== TUGAS YANG DIKERJAKAN ==
**1)** Apakah pernyataan (a), (b), dan (c) sesuai dengan teks tentang Eropa pasca-Kristen? Jawab ya atau tidak untuk tiap pernyataan dan kutip kata-kata teks yang menjadi penentunya. (a) Perjanjian Westphalia ditandatangani pada 1648. (b) Pendekatan filologis diserap oleh para sarjana Alkitab di kampus. (c) Alkitab dipandang tidak memiliki kaitan dengan teks milik agama lain.
**2)** Teruskan teks tentang Eropa pasca-Kristen dari kalimat terakhirnya.

Dengan pembedaan atau bahkan
pemisahan institusi-institusi sosial di atas, memang Eropa perlahan masuk era
pasca-Kristen ataupun pasca-christendom. Ini kian nyata ketika Perjanjian
Westphalia ditandatangani pada 1648 mengakhiri perang-perang yang melibatkan
gereja yang lantas ditutup dengan perjanjian toleransi Ausgburg pada 1555.
Dengan proses ini semua, berbagai aliran dan keyakinan agama masuk. Mulailah
masyarakat majemuk terbentuk selaku inti kehidupan sosial.
Selanjutnya merasuklah leluasa
ke tengah masyarakat unsur-unsur humanisme yang secara mendalam
memperkenalkan studi kritis atas dokumen-dokumen klasik Yunani. Pendekatan
filologis yang dibawa kelompok ini telah pula diserap para sarjana Alkitab di
kampus-kampus, yang membawa suatu fase tiada banding dalam sejarah studi
agama. Mulailah disadari bahwa Alkitab adalah dokumen yang punya kaitan kontekstual
dengan teks di sekitarnya, sekalipun teks itu milik agama yang bukan-Kristen.

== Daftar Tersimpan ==
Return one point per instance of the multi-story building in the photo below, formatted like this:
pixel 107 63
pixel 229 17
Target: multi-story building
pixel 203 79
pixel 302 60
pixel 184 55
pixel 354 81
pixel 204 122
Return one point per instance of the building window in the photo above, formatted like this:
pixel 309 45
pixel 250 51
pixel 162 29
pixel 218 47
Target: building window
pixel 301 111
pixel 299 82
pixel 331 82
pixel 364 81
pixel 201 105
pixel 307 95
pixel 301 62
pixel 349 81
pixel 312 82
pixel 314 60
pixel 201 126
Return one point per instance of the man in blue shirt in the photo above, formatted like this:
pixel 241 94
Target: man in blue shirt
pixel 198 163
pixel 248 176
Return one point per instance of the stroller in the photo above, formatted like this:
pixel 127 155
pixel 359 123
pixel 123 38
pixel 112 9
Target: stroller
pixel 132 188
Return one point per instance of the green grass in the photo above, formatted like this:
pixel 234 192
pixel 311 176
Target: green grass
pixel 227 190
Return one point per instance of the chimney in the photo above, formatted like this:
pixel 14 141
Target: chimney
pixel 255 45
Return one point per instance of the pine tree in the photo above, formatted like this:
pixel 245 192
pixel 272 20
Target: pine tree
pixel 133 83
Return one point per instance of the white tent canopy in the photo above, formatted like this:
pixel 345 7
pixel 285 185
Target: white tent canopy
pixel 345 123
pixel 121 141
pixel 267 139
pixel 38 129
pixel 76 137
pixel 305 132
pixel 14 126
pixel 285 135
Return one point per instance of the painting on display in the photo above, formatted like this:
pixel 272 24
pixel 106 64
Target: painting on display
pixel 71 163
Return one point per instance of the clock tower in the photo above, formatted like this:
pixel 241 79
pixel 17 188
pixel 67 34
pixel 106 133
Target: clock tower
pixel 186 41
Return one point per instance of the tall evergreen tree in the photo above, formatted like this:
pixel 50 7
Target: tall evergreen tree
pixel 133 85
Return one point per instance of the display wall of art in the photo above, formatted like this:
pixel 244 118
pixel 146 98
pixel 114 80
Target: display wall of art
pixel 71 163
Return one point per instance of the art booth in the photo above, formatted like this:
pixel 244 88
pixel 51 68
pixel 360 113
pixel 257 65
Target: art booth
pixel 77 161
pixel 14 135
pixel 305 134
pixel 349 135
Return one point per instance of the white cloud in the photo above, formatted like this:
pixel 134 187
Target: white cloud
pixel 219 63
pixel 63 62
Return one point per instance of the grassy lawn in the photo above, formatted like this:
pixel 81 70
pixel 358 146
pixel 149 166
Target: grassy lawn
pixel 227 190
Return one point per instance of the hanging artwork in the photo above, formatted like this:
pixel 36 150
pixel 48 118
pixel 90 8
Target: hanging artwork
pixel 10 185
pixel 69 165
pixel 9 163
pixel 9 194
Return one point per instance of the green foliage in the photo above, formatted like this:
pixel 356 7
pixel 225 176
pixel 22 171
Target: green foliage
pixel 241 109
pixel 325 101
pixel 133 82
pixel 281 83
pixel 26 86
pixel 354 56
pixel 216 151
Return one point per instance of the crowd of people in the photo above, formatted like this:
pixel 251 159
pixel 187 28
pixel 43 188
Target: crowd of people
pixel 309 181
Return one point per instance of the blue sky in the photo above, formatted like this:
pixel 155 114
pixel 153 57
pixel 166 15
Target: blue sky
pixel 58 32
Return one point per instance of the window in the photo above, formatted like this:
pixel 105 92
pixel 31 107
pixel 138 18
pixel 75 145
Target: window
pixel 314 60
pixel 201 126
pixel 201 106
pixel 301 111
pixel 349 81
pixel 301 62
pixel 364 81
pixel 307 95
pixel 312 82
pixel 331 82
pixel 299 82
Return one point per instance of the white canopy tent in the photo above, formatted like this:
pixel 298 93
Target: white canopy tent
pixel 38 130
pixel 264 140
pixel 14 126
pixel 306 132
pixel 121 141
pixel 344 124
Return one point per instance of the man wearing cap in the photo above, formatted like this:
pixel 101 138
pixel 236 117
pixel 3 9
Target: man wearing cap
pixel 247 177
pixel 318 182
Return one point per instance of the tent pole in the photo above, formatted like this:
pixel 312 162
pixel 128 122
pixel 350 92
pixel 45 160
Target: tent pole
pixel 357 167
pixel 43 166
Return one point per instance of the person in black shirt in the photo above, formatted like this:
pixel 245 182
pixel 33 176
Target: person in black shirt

== PEMBAHASAN SOAL ==
**1)**
(a) Ya: "Perjanjian Westphalia ditandatangani pada 1648"
(b) Ya: "Pendekatan filologis yang dibawa kelompok ini telah pula diserap para sarjana Alkitab di kampus-kampus"
(c) Tidak: "Alkitab adalah dokumen yang punya kaitan kontekstual dengan teks di sekitarnya, sekalipun teks itu milik agama yang bukan-Kristen"

**2)**
Kisah penciptaan dunia dalam Alkitab, misalnya, tak bisa dipahami tanpa
membaca dokumen tentang kosmologi bangsa Babilonia.
Kini kritik sastra atas Kitab
Suci telah standar hampir di semua lembaga studi teologi Kristen dan ini
secara tak langsung bersesuaian dengan etos dunia majemuk yang tak lagi
bekerja dengan pendakuan mutlak atas sumber keberagamaannya.
Secara umum tepat bila
reformasi dilihat sebagai jalan terbaik yang ditempuh agama dalam ikhtiar
pembaruan diri dan masyarakatnya, bukan revolusi. Dengan reformasi, baik
gereja Protestan dan Katolik menemukan titik bersama memperbarui, baik
teologi maupun kelembagaannya. Tak ada yang menang ataupun kalah di sini dan tak
ada lagi yang merasa benar dan salah, serta posisi itu boleh disebut sebagai
persembahan terbaik kepada sejarah agama dari gereja Katolik dan Protestan.
Bahkan, titik konflik teologis
utama kedua ”agama” ini, yaitu ajaran tentang justification by faith telah
pula menemukan tafsir terbukanya. Pada 1999, Federasi Gereja Lutheran Sedunia
dan Komisi Kepausan untuk Keesaan Gereja telah turut menandatangani
”deklarasi bersama tentang ajaran pembenaran oleh iman” sehingga tak ada lagi
alasan untuk saling mencerca saat ini.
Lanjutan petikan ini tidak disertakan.